:: MATERIAL FOR THIS TASK ::
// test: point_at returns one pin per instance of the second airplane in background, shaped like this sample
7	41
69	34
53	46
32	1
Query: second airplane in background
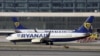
21	29
49	38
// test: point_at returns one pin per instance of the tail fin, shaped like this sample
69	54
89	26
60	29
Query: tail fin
87	25
17	25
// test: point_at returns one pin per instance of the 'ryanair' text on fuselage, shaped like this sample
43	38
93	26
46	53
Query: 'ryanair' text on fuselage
31	35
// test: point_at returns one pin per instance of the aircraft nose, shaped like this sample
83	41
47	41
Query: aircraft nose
87	34
8	38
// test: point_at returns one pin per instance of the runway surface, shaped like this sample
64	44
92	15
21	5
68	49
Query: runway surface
48	53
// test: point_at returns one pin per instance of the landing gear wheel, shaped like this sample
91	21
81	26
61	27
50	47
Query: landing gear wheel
47	43
51	43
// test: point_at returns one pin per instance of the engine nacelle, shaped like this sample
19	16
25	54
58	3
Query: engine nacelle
37	40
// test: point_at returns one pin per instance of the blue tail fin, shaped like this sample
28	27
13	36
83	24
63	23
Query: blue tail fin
17	25
86	26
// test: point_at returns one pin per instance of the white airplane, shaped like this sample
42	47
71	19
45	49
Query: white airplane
21	29
49	38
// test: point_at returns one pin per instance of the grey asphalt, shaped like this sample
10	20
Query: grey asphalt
48	53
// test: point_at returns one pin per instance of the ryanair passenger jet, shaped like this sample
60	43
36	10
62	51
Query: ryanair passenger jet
49	38
21	29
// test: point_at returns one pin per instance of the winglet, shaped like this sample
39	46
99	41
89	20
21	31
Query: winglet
17	25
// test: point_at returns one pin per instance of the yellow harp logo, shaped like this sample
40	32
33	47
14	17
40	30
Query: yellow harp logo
87	25
16	24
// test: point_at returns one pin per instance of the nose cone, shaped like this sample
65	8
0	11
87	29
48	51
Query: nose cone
80	34
8	38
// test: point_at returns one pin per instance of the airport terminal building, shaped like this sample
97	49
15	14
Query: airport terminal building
59	10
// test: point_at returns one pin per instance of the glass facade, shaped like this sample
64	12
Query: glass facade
47	22
49	5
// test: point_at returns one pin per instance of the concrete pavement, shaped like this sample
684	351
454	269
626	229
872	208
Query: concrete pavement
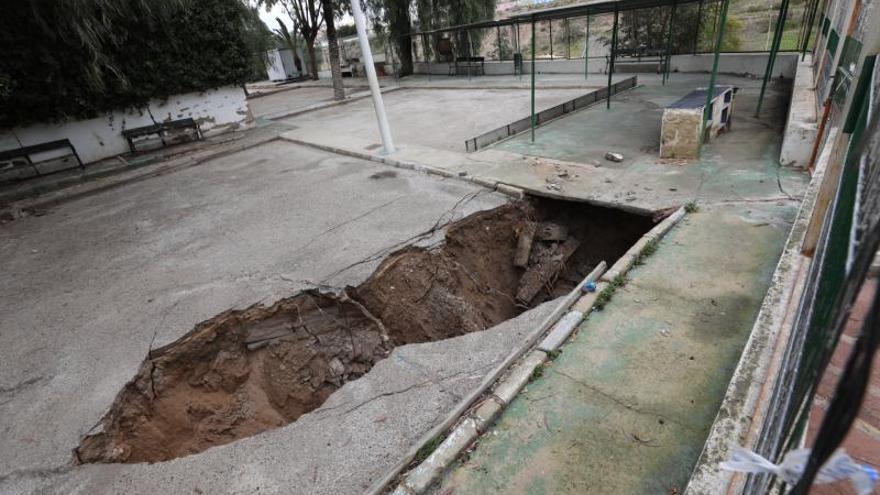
92	285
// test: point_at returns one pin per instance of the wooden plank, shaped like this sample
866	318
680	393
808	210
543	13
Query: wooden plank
550	231
546	270
524	245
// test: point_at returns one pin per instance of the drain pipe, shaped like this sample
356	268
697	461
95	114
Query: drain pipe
370	69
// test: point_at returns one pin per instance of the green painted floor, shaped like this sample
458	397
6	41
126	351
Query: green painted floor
627	405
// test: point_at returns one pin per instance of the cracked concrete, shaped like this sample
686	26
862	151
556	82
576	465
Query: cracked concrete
92	285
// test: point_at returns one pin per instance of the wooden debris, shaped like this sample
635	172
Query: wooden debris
545	270
524	246
549	231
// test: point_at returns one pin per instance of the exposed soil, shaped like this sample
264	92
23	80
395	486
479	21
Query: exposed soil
244	372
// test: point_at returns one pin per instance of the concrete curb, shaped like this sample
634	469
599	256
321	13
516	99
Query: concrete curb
506	189
625	262
481	417
360	95
744	407
19	209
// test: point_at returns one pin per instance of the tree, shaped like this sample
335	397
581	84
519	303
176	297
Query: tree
289	39
308	19
435	14
82	58
333	48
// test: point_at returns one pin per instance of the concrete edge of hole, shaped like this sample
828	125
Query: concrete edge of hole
564	321
97	183
625	262
507	190
352	97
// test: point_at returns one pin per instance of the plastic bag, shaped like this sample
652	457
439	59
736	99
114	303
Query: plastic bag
839	466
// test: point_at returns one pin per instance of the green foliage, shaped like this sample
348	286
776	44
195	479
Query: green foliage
649	249
607	293
346	30
538	372
429	447
74	59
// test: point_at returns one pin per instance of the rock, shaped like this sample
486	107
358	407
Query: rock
613	157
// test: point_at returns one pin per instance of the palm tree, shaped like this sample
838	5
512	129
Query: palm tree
333	48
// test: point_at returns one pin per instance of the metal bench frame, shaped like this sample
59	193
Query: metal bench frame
161	129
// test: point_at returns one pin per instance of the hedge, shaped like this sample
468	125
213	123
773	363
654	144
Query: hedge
77	59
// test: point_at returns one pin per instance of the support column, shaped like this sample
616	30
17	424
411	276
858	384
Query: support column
613	54
699	24
532	120
711	89
427	53
669	43
370	68
774	49
587	50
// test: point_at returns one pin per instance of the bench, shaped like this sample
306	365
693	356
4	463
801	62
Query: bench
635	56
162	134
471	65
683	120
37	160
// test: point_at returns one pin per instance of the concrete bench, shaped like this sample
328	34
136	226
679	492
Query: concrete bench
162	134
682	121
639	56
37	160
469	65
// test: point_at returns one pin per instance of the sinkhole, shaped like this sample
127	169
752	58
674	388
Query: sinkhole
243	372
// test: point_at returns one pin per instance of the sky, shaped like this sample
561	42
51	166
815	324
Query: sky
278	11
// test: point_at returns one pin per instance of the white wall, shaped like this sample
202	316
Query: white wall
752	64
215	110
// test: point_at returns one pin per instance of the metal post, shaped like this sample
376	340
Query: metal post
813	11
567	38
711	89
427	54
611	60
367	55
699	23
587	50
532	120
519	50
774	49
669	43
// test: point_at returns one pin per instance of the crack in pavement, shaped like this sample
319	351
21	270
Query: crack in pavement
430	381
344	223
440	223
619	402
9	393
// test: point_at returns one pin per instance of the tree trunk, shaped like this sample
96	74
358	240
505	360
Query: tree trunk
313	62
400	28
333	49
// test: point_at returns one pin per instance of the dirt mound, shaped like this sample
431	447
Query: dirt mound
244	372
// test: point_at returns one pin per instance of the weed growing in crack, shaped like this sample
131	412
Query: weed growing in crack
607	293
649	249
429	448
538	372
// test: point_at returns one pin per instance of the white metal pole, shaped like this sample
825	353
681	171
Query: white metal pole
367	55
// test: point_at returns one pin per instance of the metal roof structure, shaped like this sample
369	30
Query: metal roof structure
577	10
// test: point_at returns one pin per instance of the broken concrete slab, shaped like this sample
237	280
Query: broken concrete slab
134	268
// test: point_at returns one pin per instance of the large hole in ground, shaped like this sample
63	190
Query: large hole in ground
244	372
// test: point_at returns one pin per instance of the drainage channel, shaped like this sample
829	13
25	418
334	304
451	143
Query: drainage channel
247	371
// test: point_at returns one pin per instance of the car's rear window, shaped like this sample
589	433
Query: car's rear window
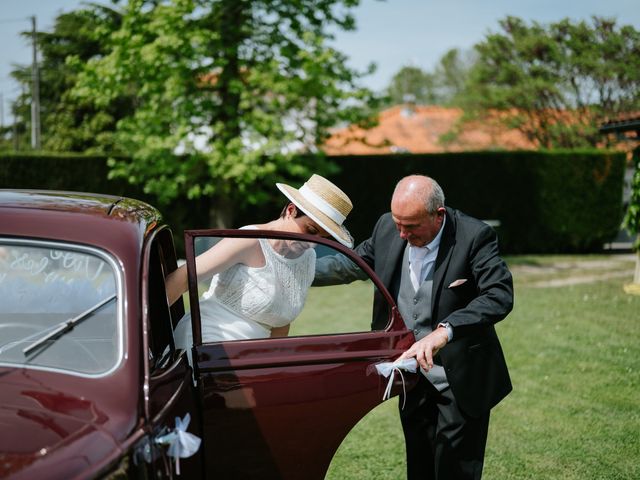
60	307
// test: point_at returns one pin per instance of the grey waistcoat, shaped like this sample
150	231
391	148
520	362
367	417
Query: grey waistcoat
415	308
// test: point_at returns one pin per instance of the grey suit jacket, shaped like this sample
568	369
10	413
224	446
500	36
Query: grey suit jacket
473	360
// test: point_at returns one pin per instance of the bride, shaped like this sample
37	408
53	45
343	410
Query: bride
259	286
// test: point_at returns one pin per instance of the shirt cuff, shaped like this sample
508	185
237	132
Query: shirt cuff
449	330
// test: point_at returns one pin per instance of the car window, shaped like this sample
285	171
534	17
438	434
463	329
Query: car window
260	287
61	307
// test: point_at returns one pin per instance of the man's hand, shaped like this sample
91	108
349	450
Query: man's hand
424	350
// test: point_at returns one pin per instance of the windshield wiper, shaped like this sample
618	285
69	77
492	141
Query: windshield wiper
66	326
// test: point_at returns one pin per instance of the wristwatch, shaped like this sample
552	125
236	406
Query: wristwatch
449	330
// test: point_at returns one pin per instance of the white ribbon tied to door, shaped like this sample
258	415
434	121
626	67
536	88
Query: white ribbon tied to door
389	369
182	444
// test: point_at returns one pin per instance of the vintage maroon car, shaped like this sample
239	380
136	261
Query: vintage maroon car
92	385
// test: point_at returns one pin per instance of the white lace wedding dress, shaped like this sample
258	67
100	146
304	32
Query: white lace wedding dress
246	302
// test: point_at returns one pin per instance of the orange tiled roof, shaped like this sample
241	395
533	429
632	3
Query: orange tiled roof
418	129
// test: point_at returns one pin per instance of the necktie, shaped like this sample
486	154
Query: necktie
416	260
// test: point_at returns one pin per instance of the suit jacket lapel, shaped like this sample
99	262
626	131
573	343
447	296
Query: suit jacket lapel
447	244
393	259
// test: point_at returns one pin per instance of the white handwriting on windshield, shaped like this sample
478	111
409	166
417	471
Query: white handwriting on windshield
57	265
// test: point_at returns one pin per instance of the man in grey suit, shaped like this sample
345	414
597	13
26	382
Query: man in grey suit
451	286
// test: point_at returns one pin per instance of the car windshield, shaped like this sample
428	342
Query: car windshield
44	286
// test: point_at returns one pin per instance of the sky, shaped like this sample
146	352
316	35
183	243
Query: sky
391	33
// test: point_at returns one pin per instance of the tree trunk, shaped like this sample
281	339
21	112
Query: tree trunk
636	276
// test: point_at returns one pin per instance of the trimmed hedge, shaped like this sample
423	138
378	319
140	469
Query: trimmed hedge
546	202
560	201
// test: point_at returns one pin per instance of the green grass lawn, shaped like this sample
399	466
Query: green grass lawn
574	358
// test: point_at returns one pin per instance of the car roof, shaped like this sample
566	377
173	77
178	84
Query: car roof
76	216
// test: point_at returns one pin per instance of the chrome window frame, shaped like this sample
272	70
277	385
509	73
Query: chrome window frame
118	271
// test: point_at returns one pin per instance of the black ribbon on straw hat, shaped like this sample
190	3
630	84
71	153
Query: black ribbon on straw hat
324	203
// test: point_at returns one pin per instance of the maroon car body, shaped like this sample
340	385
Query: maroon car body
94	402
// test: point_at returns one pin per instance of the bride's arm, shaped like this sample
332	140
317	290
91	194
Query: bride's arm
218	258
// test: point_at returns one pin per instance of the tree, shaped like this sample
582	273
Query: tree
631	220
233	88
69	124
557	83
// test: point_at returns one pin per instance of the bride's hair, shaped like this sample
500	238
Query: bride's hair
299	213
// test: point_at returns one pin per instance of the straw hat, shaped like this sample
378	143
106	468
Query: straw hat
324	203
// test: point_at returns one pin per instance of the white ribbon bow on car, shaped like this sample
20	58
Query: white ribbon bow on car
389	369
182	444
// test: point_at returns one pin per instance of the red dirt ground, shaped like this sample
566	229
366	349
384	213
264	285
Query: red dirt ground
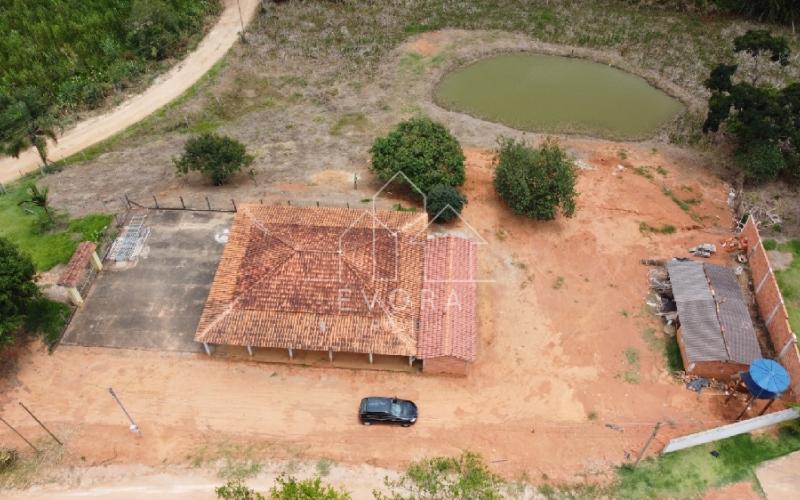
562	303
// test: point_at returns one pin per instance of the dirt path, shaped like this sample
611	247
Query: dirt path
165	88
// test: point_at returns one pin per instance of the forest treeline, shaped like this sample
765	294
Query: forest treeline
76	52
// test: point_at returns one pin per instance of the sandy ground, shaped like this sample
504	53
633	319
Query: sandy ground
165	89
551	396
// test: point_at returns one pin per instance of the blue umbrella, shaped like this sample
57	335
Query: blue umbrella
766	379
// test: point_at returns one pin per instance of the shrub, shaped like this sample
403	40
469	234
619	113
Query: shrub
423	150
761	162
444	203
237	490
17	289
292	489
535	182
215	156
445	478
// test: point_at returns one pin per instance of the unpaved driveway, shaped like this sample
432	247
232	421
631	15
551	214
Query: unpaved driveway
166	88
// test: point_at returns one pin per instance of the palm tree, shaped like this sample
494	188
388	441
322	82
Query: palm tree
26	119
39	198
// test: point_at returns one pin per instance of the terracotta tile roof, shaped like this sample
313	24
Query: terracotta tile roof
71	275
318	279
448	318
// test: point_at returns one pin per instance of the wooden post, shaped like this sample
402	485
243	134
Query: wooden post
20	435
746	407
74	296
97	264
766	407
647	443
40	423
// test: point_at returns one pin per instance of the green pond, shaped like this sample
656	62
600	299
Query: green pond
557	94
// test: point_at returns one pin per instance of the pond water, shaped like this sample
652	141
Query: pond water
543	93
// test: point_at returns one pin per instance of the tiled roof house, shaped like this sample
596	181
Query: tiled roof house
342	280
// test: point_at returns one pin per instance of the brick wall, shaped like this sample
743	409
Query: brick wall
770	305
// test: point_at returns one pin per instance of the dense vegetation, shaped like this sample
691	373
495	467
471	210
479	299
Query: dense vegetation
424	151
76	52
17	289
763	119
535	182
47	242
216	156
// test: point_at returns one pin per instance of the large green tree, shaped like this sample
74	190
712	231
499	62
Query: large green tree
26	119
214	155
535	182
17	289
424	150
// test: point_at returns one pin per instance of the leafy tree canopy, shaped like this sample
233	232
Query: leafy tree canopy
215	156
17	289
764	120
423	150
444	203
535	182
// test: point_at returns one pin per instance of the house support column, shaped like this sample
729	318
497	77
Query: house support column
74	296
97	264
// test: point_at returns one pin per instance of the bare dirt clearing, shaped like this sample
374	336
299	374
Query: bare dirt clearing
554	393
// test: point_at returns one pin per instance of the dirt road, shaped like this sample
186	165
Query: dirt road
165	88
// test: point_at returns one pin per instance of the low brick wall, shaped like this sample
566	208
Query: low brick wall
770	305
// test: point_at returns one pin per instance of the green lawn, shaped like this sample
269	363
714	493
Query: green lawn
789	279
48	248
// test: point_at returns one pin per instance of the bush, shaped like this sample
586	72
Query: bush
215	156
761	162
292	489
444	203
237	490
535	182
445	478
17	289
423	150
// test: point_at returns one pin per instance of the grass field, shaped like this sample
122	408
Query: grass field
46	248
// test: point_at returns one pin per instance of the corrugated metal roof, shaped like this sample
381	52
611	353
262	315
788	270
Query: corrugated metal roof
715	321
734	315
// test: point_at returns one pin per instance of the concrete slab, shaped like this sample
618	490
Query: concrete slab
155	302
780	478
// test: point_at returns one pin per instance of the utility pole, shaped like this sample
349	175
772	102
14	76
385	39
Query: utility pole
134	428
241	21
40	423
20	435
647	444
:::
• SET PROBLEM:
Write the lines of the listing again, starting with the line containing "road, shaped like this sample" and going on through the end of the listing, requests included. Scale each answer coordinate by 2.5 and round it to a whole number, rounding halves up, but leave the numbers in the requests and their sample points unchanged.

• OUTPUT OF THE EXERCISE:
// test: point_at returns one pin per instance of the dirt road, shaped like this sample
186	165
Query: dirt road
413	220
// test: point_at returns one pin per instance of the low brick wall, shaped like this sample
566	208
Query: low brick wall
1925	763
// test: point_at returns one pin per instance of the green lawn, shaped like this sample
269	363
714	493
Query: green lawn
1973	698
120	620
// test: point_at returns one pin per instance of the bush, shaped like this sample
586	72
Query: bush
538	390
1903	405
730	1223
1110	508
593	1225
1338	455
1113	1195
43	723
1058	375
// test: point_at returns one pin per instance of the grass field, shaped like this sample
122	408
Query: grass field
115	620
// test: point_at returns one pin per instance of the corrugated metal roof, shaped like this sample
381	52
611	353
262	315
788	270
Query: corrugated metal roof
1788	803
1835	788
// test: point_at returns one pin per instance of the concrete slab, shaped like this sample
618	490
Query: concrete slab
388	755
1950	1195
// test: point_at returns one pin per instance of the utility pole, shaped like this sample
349	175
772	102
14	76
385	39
Query: utility pole
335	1070
603	53
100	1058
50	1088
1618	1110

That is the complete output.